*What the task asks*
Using the records below, find every line that includes "answer" and copy it.

(Extracted data entries)
*** Begin section ***

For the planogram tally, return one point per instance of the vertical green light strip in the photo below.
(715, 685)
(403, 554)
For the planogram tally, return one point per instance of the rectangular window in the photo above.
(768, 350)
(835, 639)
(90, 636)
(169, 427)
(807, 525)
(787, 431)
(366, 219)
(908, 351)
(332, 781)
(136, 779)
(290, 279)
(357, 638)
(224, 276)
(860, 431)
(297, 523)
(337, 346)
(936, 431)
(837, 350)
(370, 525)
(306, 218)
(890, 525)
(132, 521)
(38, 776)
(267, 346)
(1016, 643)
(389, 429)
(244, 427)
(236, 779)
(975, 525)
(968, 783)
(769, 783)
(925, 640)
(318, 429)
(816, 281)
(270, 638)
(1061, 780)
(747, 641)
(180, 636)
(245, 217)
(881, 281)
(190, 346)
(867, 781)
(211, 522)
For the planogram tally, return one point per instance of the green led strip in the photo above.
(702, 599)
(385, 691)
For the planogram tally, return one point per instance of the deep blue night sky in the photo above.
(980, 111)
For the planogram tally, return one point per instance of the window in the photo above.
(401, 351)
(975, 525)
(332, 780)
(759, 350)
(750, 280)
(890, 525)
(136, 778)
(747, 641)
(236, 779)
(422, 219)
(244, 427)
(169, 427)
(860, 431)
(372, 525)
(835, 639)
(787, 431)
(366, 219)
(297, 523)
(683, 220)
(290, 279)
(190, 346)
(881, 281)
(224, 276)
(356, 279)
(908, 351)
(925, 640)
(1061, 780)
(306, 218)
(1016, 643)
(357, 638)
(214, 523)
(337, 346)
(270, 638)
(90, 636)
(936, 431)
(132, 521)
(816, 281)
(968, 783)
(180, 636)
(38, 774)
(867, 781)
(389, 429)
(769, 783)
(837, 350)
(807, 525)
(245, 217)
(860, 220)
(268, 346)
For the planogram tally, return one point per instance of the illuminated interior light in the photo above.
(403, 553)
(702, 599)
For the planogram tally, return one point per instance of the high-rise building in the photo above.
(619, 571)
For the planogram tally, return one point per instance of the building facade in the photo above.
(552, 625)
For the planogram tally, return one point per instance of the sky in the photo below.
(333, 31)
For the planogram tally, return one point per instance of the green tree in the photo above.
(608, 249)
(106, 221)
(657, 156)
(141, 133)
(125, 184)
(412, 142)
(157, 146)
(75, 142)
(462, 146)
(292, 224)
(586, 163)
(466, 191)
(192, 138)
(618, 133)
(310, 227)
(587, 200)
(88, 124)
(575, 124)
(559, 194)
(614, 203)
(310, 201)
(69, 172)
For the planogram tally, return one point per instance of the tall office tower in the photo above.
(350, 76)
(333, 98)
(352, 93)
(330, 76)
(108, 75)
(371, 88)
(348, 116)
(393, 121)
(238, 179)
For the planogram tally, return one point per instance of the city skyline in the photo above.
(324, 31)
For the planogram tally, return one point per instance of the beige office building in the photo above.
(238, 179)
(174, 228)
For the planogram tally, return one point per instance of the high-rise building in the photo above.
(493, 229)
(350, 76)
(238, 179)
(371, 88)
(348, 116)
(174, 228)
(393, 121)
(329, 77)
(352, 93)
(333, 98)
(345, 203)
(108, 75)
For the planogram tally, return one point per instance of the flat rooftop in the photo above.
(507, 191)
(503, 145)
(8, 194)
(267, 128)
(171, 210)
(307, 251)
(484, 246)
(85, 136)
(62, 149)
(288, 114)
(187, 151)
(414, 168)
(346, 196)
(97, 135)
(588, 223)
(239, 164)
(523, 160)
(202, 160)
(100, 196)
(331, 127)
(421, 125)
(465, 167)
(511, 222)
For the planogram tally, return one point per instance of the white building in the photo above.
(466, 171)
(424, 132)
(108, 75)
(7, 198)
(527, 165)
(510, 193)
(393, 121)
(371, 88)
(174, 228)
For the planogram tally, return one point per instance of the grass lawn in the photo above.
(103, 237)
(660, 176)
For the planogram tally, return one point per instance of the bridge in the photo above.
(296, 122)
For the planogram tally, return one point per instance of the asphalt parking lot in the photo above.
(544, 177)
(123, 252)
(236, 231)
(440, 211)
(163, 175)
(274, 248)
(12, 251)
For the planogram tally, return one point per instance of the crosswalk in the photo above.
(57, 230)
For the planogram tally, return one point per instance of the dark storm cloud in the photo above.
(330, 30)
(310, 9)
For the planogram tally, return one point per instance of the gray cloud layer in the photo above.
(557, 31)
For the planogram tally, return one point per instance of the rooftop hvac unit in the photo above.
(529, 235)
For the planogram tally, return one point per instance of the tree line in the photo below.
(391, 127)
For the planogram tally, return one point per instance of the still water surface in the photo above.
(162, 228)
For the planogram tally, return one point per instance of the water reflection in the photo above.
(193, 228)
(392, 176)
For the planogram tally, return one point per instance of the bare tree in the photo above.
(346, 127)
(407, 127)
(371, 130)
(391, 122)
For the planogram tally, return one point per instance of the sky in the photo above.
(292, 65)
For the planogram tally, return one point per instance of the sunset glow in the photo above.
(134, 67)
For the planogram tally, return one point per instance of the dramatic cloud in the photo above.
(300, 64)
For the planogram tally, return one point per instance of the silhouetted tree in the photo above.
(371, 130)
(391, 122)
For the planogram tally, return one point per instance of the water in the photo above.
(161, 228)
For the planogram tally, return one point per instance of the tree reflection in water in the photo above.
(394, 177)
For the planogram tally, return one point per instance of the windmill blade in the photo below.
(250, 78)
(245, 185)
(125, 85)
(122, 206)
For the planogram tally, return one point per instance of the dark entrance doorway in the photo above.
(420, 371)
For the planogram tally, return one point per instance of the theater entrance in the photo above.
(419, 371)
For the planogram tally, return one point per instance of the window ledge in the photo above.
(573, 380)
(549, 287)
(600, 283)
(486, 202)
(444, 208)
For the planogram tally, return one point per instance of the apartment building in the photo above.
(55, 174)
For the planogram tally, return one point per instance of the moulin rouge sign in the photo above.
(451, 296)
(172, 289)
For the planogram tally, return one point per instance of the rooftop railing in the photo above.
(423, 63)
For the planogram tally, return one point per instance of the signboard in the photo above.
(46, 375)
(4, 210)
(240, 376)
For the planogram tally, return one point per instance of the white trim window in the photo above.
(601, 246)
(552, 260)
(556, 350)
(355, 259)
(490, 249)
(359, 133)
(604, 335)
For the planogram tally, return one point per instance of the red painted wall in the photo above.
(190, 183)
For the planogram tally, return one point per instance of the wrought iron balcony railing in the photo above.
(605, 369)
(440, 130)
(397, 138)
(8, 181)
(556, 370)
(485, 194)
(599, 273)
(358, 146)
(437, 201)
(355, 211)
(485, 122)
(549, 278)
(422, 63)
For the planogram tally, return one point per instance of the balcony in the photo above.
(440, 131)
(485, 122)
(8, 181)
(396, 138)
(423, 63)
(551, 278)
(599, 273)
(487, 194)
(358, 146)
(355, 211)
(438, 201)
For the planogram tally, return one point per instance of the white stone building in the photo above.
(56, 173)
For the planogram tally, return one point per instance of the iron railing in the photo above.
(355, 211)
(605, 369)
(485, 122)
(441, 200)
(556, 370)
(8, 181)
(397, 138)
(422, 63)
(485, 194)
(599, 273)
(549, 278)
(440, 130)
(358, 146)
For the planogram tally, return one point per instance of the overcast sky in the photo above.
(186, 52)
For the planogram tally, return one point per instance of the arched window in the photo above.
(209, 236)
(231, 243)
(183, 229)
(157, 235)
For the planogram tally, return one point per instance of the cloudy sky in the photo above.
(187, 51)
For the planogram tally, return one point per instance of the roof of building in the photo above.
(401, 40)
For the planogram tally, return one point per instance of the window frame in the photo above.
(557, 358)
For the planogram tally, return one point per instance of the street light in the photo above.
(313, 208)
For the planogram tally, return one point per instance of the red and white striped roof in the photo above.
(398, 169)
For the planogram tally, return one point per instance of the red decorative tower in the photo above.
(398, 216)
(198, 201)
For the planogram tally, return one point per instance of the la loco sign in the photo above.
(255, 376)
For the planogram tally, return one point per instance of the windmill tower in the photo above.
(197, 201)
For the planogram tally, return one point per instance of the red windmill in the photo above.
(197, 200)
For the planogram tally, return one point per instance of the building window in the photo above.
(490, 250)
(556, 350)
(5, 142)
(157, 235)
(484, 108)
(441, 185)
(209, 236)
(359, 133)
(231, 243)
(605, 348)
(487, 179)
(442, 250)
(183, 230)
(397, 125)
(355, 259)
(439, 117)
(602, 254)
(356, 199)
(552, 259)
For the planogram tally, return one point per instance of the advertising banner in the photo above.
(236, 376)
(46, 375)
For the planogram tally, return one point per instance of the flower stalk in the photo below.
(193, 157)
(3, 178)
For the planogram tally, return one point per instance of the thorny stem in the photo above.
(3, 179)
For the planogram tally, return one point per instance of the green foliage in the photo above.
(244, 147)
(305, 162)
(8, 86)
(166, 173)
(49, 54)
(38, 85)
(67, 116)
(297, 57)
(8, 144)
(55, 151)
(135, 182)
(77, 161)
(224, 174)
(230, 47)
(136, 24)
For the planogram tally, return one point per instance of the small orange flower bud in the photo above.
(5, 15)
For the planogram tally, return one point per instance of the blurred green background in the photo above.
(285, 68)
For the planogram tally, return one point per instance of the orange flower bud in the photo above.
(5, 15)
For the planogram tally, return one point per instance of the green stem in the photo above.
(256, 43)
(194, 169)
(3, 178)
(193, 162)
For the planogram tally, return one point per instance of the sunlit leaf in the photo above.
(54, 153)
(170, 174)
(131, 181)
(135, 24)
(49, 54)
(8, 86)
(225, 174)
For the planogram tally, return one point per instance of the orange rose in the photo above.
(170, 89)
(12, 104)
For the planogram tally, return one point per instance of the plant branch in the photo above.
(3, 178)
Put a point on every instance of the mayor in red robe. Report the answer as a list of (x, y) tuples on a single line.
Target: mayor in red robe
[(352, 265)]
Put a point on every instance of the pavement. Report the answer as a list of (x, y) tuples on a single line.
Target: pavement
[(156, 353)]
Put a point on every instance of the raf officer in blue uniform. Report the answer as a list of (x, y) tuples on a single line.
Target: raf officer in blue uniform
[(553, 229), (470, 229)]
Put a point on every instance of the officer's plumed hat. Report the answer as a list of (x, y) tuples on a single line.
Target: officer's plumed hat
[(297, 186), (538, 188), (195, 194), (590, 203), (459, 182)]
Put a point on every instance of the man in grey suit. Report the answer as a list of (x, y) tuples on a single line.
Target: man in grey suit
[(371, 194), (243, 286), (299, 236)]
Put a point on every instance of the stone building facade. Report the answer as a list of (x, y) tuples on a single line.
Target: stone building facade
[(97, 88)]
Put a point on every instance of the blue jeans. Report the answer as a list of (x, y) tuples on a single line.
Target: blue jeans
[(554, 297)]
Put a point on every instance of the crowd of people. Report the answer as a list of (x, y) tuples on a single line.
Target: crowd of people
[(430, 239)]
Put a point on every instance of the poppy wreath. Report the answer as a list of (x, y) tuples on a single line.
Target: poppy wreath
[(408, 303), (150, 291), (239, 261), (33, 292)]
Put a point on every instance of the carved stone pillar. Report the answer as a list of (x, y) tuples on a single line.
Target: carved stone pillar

*** End section ***

*Solution to the exercise*
Put a point on every instance of the mayor in red robe. Report the answer as a list of (x, y) tuples on a single line.
Put a point on every instance of the pavement. Report the answer as a list of (x, y) tuples on a single line.
Put a point on every instance of the raf officer in blue uniform. Report the answer as a list of (x, y) tuples on a single line.
Put a point on every instance of the officer's plumed hat. Report the answer as a list of (x, y) tuples on a single line.
Put a point on every instance of the man in grey suit. Report the answer as a list of (x, y) tuples on a single line.
Put a point on every instance of the stone building facade. Report the answer as a list of (x, y) tuples on a single line.
Put a point on every instance of the blue jeans. Report the answer as a list of (x, y) tuples on a single line.
Put a point on every instance of the crowd of people. Report the answer as a list of (x, y) tuples on a single line.
Put a point on every instance of the poppy wreath. Report the answer as a list of (x, y) tuples on a single line.
Put a point on every instance of the carved stone pillar. Report the answer as a list of (x, y) tuples on a single line.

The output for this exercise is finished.